BEGIN
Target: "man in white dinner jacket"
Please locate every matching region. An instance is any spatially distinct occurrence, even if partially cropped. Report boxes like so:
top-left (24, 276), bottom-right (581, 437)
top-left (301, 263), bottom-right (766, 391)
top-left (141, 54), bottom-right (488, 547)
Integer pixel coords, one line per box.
END
WHAT YOU SHOULD DO: Rewrite the entries above with "dinner jacket" swapped for "tuxedo", leaving every other word and number unchanged.

SOLUTION TO THIS TASK:
Target: "man in white tuxedo"
Please locate every matching region. An instance is any spatially distinct occurrence, even if partially cropped. Report boxes like so:
top-left (24, 276), bottom-right (581, 437)
top-left (301, 263), bottom-right (766, 391)
top-left (141, 54), bottom-right (488, 547)
Integer pixel coords, one line per box.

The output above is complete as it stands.